--- START ---
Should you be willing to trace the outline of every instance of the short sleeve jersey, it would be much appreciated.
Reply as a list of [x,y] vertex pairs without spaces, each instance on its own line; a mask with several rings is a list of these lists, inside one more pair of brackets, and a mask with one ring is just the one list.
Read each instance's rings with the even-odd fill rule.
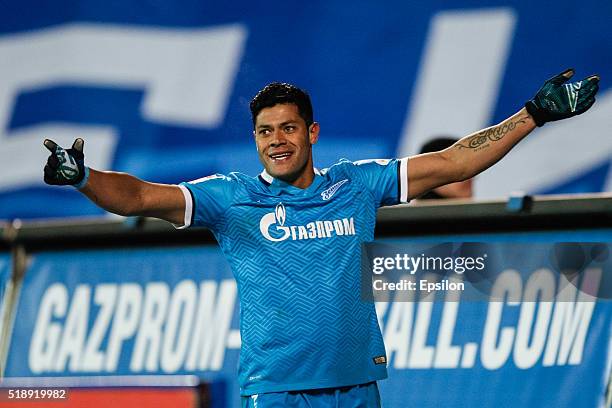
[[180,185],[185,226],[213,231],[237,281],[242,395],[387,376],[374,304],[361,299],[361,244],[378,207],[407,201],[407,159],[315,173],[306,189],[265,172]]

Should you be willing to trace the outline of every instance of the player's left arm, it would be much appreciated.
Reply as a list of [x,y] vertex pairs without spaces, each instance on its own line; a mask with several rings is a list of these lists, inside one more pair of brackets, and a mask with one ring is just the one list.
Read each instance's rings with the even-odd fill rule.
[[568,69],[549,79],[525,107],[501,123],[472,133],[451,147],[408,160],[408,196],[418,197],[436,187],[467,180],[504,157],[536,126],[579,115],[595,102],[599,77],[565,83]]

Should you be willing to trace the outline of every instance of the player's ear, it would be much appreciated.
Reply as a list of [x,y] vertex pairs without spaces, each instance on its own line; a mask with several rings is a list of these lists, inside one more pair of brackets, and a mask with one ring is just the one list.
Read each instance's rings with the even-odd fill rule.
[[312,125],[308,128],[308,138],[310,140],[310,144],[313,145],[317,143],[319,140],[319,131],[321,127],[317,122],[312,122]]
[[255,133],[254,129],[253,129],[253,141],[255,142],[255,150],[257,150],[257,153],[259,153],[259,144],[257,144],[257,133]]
--- END ---
--- START ---
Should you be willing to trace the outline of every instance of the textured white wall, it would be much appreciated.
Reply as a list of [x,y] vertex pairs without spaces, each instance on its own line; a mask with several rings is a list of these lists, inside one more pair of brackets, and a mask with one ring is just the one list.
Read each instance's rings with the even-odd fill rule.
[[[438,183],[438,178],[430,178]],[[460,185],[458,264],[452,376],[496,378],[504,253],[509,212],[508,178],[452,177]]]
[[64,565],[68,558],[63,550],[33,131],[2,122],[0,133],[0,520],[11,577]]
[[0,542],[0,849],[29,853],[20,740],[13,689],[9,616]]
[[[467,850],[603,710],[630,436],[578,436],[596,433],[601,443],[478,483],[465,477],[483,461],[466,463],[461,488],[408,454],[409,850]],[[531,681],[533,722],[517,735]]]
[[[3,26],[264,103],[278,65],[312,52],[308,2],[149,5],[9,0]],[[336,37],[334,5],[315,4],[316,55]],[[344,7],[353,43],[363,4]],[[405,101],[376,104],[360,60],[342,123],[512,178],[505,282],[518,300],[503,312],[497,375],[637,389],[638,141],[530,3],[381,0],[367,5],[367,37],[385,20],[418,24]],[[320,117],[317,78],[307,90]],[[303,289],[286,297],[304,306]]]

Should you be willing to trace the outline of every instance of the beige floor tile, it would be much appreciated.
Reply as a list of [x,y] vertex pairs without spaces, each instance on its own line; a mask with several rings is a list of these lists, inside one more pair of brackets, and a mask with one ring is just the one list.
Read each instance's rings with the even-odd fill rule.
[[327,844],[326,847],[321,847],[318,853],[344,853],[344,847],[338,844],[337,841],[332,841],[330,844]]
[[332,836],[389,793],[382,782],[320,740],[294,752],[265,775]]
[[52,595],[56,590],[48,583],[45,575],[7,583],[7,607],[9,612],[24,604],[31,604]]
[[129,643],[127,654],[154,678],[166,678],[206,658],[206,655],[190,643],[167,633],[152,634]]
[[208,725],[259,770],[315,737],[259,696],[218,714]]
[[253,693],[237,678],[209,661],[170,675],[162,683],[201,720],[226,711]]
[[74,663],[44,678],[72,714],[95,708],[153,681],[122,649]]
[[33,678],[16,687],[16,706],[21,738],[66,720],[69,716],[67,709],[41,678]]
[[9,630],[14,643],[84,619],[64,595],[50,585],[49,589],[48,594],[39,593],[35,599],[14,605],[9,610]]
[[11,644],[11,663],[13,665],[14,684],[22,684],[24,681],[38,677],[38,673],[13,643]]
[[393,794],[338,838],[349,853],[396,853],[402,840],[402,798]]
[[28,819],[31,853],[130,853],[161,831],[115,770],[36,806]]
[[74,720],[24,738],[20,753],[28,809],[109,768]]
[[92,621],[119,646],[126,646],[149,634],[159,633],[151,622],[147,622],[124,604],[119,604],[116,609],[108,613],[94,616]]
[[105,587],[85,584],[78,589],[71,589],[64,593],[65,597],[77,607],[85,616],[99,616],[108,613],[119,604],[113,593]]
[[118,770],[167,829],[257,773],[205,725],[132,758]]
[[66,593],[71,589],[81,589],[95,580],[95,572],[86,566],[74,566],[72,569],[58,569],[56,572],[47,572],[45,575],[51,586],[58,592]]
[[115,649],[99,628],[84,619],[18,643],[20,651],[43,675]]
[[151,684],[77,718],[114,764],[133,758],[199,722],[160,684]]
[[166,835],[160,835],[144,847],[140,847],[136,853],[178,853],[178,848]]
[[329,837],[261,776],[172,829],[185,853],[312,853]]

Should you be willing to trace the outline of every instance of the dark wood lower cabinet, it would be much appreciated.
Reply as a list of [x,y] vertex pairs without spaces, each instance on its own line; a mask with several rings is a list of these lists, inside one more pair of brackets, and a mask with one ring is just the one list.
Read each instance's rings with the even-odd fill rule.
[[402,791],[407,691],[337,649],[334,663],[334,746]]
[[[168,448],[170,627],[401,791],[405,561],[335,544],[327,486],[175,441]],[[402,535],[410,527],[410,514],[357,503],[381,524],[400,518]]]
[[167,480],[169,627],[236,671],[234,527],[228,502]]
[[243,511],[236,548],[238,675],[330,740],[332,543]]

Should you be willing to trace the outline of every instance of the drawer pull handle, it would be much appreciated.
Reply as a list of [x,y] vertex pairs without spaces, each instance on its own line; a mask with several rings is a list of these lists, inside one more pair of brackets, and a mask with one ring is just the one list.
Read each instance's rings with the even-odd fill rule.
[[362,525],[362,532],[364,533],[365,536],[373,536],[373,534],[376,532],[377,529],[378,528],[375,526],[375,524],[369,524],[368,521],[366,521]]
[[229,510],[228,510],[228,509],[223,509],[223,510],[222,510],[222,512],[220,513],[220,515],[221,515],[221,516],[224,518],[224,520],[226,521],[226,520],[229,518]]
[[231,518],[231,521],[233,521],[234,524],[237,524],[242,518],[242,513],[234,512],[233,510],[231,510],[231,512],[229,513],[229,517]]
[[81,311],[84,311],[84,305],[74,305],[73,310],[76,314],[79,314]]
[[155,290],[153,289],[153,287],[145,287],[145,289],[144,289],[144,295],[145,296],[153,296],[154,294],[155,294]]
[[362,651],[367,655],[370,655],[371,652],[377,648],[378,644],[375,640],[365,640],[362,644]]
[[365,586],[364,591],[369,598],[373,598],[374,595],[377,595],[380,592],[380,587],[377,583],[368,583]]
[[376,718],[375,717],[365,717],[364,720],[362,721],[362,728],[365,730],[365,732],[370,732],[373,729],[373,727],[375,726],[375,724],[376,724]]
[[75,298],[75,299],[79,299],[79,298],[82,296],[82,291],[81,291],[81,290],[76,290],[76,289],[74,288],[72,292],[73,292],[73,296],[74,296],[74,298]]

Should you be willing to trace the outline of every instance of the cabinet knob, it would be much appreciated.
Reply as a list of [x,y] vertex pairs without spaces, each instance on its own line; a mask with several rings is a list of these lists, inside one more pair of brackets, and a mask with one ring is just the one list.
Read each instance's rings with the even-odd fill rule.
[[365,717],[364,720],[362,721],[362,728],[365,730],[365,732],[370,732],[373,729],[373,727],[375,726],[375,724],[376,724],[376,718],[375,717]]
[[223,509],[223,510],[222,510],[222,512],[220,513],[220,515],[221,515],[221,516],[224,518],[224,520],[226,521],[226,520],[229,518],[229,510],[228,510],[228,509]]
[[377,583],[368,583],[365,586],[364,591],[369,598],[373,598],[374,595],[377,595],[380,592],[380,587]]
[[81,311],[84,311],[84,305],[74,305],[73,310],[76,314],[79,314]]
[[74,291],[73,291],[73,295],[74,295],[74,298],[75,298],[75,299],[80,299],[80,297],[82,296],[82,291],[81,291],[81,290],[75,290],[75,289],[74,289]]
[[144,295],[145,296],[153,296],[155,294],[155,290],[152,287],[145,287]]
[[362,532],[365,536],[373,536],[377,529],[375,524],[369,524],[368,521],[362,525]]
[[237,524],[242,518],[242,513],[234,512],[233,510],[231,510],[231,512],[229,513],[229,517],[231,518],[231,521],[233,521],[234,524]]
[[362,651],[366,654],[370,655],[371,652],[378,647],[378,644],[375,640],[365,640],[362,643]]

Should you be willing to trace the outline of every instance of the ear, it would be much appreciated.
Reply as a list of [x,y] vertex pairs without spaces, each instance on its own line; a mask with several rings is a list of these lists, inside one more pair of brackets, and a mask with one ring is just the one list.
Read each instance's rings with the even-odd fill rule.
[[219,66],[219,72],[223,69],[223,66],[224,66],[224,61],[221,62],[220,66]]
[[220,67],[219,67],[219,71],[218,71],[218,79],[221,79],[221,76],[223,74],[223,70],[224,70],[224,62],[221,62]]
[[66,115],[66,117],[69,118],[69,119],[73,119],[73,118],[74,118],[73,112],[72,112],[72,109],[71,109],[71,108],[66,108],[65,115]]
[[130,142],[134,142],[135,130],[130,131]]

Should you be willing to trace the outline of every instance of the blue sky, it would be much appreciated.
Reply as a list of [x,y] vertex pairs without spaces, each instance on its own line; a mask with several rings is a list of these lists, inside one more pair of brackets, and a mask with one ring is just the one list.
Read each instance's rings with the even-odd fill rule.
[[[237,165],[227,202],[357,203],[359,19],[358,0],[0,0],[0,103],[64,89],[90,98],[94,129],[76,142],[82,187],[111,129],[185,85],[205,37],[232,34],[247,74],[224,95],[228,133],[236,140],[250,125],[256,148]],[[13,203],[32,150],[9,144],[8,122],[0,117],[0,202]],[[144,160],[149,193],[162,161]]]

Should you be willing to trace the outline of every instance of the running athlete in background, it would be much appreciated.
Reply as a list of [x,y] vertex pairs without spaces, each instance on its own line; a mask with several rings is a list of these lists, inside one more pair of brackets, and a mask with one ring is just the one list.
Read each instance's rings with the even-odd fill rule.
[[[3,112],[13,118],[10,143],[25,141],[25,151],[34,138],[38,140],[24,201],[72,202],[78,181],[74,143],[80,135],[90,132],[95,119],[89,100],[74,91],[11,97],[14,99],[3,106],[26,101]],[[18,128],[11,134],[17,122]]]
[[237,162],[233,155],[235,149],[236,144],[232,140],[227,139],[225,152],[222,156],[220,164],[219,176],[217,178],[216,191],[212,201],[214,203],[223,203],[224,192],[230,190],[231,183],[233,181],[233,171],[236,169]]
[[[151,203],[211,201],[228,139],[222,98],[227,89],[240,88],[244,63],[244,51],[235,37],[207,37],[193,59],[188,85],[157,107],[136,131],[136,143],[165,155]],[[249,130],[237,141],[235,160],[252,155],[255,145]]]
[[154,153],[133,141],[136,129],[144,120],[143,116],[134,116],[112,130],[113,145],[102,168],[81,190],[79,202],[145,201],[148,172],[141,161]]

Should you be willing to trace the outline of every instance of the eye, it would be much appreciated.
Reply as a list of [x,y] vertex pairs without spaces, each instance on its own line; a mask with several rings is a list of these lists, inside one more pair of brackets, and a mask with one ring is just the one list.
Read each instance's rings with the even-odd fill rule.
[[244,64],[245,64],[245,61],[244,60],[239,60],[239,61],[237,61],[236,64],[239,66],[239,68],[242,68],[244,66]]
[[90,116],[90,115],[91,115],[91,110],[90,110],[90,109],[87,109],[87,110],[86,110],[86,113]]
--- END ---
--- START ---
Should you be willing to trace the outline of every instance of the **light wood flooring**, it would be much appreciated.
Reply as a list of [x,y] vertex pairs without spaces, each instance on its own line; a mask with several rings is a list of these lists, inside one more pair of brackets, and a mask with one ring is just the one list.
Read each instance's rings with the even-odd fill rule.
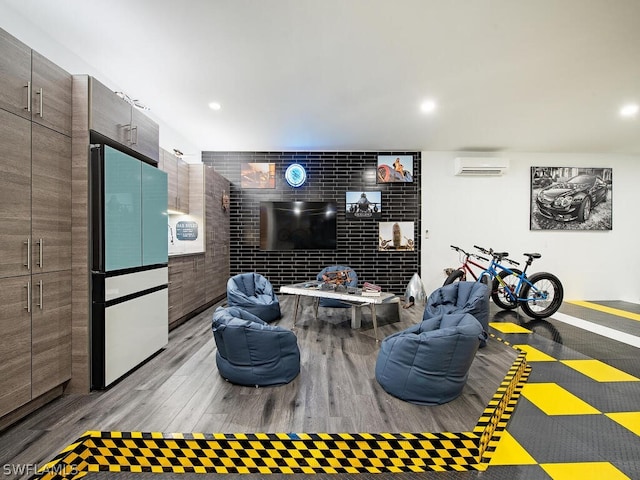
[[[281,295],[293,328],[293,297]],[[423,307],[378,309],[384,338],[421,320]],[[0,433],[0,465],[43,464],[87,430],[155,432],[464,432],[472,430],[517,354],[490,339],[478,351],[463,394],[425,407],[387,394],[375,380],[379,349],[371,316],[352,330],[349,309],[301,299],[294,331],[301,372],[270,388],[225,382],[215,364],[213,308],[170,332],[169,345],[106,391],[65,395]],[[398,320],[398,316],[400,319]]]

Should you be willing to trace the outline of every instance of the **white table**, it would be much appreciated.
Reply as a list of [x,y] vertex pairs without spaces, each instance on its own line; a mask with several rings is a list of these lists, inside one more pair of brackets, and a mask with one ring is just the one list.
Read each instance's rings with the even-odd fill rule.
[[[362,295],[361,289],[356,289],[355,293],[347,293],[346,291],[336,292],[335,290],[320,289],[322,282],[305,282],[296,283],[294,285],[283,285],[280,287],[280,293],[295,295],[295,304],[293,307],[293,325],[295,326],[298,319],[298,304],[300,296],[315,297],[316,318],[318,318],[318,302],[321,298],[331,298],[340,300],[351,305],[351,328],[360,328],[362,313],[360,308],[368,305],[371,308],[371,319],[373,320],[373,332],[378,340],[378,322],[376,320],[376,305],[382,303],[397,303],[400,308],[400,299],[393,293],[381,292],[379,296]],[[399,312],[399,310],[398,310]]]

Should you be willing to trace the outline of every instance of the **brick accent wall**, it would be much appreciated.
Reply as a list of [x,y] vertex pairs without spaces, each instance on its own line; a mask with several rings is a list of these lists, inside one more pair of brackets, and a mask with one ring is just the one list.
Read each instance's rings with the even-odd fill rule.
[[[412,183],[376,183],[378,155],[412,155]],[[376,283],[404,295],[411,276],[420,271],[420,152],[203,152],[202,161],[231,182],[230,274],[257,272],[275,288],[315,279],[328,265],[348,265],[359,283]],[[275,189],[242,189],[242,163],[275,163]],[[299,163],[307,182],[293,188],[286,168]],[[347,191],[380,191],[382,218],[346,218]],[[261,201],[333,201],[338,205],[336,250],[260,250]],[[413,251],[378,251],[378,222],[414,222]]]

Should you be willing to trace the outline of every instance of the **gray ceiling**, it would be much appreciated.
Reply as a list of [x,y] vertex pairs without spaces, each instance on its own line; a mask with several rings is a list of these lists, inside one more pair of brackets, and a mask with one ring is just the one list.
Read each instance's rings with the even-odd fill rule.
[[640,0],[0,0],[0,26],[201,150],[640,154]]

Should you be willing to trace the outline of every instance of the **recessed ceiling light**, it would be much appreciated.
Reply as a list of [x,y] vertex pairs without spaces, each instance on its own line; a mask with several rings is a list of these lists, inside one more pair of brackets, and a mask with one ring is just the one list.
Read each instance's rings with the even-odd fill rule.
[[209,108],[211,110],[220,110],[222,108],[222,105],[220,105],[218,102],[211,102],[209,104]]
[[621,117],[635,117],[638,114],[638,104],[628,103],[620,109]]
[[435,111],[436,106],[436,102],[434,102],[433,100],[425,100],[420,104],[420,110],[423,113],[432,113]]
--- END ---
HOW TO COMPLETE THIS TASK: Respond with a number only, please: how many lines in this data include the word "player".

WRITTEN ANSWER: 2